Page extract
━━━
You are viewing a plain text version of this content. The canonical link for it is here.
Posted to commits@spark.apache.org by gu...@apache.org on 2018/05/06 02:25:17 UTC
spark git commit: [SPARK-24185][SPARKR][SQL] add flatten function to
SparkR
Repository: spark
Updated Branches:
refs/heads/master 47b5b6852 -> dd4b1b9c7
[SPARK-24185][SPARKR][SQL] add flatten function to SparkR
## What changes were proposed in this pull request?
add array flatten function to SparkR
## How was this patch tested?
Unit tests were added in R/pkg/tests/fulltests/test_sparkSQL.R
Author: Huaxin Gao <hu...@us.ibm.com>
Closes #21244 from huaxingao/spark-24185.
Project: http://git-wip-us.apache.org/repos/asf/spark/repo
Commit: http://git-wip-us.apache.org/repos/asf/spark/commit/dd4b1b9c
Tree: http://git-wip-us.apache.org/repos/asf/spark/tree/dd4b1b9c
Diff: http://git-wip-us.apache.org/repos/asf/spark/diff/dd4b1b9c
Branch: refs/heads/master
Commit: dd4b1b9c7ccad3363a6a21524aed047fcd282f68
Parents: 47b5b68
Author: Huaxin Gao <hu...@us.ibm.com>
Authored: Sun May 6 10:25:01 2018 +0800
Committer: hyukjinkwon <gu...@apache.org>
Committed: Sun May 6 10:25:01 2018 +0800
----------------------------------------------------------------------
R/pkg/NAMESPACE | 1 +
R/pkg/R/functions.R | 14 ++++++++++++++
R/pkg/R/generics.R | 4 ++++
R/pkg/tests/fulltests/test_sparkSQL.R | 6 ++++++
4 files changed, 25 insertions(+)
━━━
Point labeling dataset excerpts

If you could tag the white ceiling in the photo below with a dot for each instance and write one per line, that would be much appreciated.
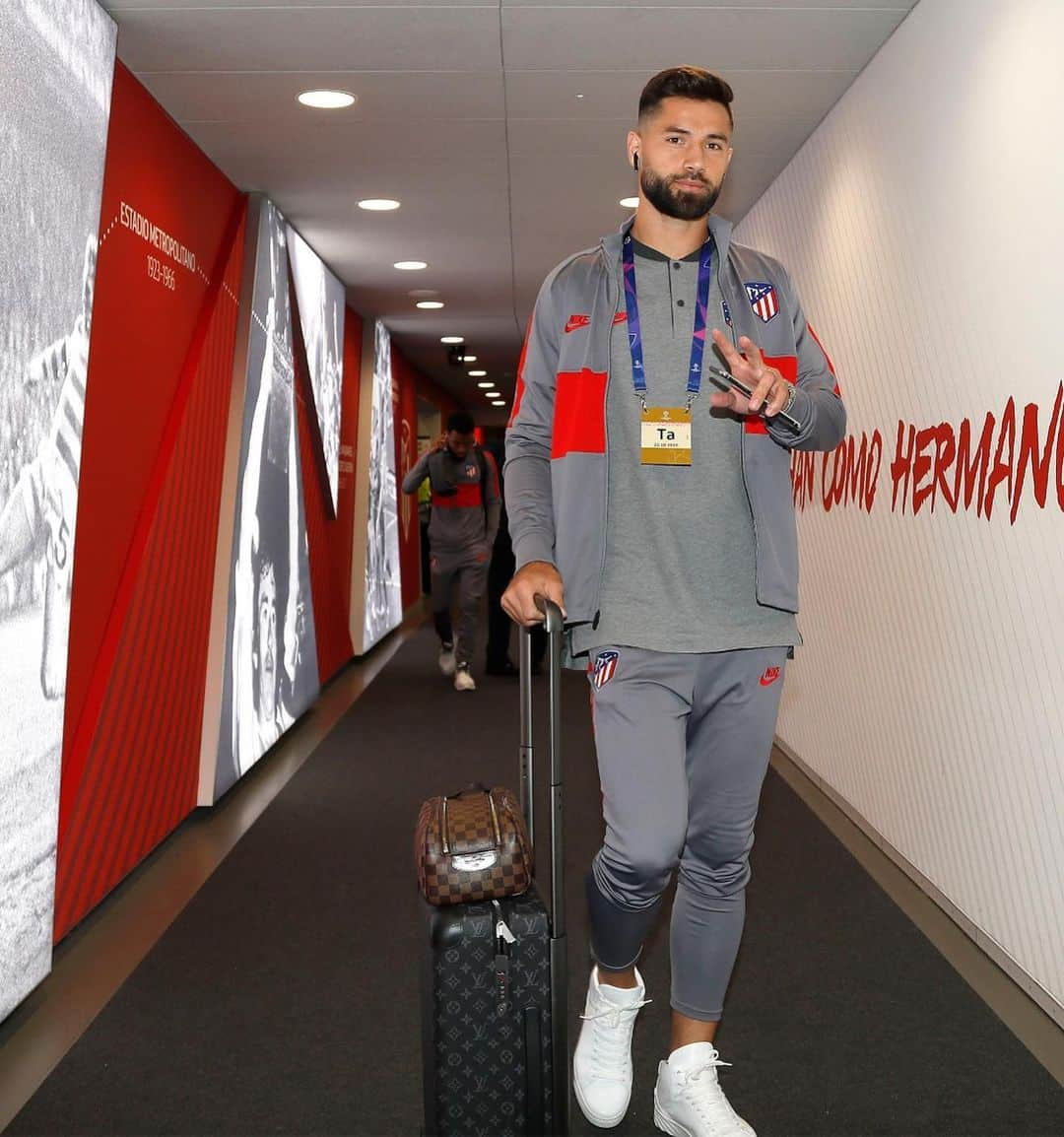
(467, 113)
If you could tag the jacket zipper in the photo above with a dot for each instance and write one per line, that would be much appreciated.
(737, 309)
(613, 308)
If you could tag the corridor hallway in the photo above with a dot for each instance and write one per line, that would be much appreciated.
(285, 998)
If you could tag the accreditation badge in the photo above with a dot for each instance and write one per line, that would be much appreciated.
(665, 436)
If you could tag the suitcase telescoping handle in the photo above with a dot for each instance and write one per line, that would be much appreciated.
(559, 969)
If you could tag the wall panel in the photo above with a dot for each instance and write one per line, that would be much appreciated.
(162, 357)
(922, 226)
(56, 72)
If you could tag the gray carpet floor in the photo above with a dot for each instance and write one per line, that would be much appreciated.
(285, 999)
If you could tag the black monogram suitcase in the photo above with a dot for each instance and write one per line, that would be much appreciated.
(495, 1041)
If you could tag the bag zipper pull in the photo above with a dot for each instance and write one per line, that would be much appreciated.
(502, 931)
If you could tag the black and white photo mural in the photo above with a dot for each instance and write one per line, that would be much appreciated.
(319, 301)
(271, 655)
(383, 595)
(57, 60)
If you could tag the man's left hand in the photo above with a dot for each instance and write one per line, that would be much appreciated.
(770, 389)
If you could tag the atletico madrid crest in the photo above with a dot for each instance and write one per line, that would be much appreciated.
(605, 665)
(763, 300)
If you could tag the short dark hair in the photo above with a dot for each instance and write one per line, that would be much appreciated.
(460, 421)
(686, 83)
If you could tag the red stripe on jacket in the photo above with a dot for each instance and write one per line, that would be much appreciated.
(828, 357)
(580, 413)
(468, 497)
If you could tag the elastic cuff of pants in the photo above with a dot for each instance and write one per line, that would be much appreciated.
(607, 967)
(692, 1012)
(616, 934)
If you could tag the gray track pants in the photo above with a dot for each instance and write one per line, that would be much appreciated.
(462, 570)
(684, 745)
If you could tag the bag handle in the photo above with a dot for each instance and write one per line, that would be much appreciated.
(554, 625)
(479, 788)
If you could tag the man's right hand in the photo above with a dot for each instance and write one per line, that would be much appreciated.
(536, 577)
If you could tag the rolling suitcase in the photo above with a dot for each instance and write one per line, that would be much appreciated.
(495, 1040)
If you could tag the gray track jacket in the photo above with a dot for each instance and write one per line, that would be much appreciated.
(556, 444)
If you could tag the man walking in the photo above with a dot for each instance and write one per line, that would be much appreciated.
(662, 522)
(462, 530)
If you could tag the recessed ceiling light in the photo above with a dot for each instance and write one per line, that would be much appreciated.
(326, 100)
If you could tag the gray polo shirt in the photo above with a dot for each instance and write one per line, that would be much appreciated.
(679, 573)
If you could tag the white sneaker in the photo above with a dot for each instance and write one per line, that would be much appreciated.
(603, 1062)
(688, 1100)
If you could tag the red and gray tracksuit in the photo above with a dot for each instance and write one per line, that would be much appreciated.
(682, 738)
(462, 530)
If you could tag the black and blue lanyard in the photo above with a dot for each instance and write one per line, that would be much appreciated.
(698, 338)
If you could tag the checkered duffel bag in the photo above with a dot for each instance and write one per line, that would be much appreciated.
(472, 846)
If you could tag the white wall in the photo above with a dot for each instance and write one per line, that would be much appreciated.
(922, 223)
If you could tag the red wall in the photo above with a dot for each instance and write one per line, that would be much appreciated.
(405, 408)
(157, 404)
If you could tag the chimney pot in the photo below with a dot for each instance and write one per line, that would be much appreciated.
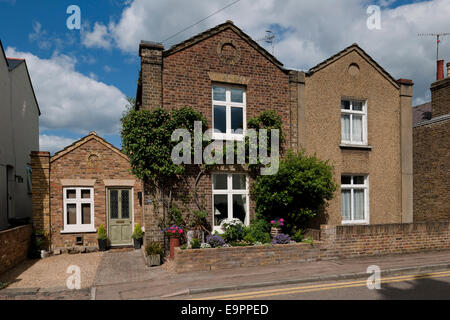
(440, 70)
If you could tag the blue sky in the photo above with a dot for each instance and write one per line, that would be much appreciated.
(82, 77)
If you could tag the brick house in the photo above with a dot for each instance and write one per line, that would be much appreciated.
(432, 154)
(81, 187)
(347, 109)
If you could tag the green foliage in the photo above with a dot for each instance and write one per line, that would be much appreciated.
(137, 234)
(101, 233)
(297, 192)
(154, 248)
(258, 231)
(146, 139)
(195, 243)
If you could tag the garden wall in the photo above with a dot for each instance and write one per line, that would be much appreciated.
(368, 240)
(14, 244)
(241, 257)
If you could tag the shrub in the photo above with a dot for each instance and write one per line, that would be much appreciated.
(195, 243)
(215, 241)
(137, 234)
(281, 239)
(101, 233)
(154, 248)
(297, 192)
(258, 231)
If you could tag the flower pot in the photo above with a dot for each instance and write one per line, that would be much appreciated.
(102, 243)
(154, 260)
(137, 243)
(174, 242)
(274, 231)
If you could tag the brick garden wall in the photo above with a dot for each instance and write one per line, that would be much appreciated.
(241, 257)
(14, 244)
━━━
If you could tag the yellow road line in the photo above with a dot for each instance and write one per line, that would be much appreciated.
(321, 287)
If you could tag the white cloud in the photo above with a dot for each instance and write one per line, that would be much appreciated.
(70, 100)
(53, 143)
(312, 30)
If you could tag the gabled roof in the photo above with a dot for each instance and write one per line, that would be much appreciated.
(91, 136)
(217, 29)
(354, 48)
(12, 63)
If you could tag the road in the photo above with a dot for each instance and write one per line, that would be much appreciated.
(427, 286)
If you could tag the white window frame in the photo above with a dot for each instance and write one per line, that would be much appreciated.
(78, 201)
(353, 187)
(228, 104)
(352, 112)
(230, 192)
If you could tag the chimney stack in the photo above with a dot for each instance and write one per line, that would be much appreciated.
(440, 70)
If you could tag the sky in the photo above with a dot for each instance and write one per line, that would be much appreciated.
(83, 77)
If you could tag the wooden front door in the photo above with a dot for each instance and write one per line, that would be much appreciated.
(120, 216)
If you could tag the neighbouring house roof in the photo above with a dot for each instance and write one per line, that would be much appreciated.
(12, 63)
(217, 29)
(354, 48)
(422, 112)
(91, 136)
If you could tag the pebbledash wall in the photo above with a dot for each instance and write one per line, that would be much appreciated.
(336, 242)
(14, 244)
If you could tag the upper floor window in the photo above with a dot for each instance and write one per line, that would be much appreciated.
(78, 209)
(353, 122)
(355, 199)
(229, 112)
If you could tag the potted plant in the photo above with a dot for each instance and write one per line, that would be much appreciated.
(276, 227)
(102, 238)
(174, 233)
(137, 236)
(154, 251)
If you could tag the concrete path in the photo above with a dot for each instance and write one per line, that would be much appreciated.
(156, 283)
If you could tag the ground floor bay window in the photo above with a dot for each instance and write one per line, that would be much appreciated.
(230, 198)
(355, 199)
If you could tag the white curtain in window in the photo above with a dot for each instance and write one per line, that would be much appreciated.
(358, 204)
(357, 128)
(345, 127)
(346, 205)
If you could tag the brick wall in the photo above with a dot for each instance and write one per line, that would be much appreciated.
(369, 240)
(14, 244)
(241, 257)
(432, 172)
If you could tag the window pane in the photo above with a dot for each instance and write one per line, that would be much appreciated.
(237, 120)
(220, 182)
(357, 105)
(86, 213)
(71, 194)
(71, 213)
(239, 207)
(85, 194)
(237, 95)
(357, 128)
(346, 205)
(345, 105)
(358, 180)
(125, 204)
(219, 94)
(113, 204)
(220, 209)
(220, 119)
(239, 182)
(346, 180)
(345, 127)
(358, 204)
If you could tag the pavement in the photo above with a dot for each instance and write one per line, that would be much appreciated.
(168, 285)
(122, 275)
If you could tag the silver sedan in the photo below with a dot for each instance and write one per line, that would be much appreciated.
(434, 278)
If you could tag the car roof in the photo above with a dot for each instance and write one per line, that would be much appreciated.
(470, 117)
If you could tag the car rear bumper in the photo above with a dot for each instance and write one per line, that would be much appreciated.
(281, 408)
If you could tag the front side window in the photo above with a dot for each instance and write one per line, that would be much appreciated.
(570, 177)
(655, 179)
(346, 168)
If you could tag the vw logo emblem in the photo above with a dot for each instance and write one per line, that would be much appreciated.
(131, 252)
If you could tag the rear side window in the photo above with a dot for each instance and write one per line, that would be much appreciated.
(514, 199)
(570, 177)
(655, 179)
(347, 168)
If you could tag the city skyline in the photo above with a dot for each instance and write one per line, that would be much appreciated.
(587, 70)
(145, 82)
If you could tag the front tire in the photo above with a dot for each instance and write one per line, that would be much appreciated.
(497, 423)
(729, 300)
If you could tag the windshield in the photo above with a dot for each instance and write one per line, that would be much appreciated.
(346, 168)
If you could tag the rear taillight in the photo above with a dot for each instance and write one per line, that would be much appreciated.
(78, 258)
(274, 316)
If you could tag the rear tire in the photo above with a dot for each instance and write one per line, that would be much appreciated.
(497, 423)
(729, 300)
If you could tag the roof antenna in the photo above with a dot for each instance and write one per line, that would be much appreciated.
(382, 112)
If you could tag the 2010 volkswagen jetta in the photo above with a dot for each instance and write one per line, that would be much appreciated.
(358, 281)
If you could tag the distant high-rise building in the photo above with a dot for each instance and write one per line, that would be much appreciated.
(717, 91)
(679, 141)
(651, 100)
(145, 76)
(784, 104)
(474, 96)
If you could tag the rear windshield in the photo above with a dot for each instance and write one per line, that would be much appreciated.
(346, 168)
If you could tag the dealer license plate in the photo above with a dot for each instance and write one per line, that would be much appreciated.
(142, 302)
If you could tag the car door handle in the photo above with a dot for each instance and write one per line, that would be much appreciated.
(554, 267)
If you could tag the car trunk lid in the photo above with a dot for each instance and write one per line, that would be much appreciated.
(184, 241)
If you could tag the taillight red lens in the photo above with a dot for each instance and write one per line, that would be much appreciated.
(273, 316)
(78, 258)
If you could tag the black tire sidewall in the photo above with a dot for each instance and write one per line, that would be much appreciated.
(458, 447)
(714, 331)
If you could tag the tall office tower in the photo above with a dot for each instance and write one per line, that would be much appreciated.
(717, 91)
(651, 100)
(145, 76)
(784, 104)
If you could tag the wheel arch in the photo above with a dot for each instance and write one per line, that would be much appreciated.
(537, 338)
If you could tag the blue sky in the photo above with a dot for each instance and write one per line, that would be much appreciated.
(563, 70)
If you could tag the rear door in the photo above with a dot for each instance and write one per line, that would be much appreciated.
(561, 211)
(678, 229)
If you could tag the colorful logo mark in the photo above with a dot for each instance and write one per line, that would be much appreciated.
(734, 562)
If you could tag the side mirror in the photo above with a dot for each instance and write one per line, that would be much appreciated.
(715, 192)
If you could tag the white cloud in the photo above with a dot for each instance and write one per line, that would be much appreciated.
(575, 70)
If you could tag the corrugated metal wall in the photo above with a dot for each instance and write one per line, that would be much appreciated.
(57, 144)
━━━
Exercise 1
According to the SparkR flatten commit notice, which file received the new unit tests?
Exercise 2
Carry on the SparkR flatten commit notice, starting right after its final line.
The records are not required for anything asked here.

Result 1
R/pkg/tests/fulltests/test_sparkSQL.R

Result 2
----------------------------------------------------------------------
http://git-wip-us.apache.org/repos/asf/spark/blob/dd4b1b9c/R/pkg/NAMESPACE
----------------------------------------------------------------------
diff --git a/R/pkg/NAMESPACE b/R/pkg/NAMESPACE
index f36d462..8cd0035 100644
--- a/R/pkg/NAMESPACE
+++ b/R/pkg/NAMESPACE
@@ -258,6 +258,7 @@ exportMethods("%<=>%",
"expr",
"factorial",
"first",
+ "flatten",
"floor",
"format_number",
"format_string",
http://git-wip-us.apache.org/repos/asf/spark/blob/dd4b1b9c/R/pkg/R/functions.R
----------------------------------------------------------------------
diff --git a/R/pkg/R/functions.R b/R/pkg/R/functions.R
index ec4bd4e..0ec99d1 100644
--- a/R/pkg/R/functions.R
+++ b/R/pkg/R/functions.R
@@ -208,6 +208,7 @@ NULL
#' head(select(tmp, array_contains(tmp$v1, 21), size(tmp$v1)))
#' head(select(tmp, array_max(tmp$v1), array_min(tmp$v1)))
#' head(select(tmp, array_position(tmp$v1, 21)))
+#' head(select(tmp, flatten(tmp$v1)))
#' tmp2 <- mutate(tmp, v2 = explode(tmp$v1))
#' head(tmp2)
#' head(select(tmp, posexplode(tmp$v1)))
@@ -3036,6 +3037,19 @@ setMethod("array_position",
})
#' @details
+#' \code{flatten}: Transforms an array of arrays into a single array.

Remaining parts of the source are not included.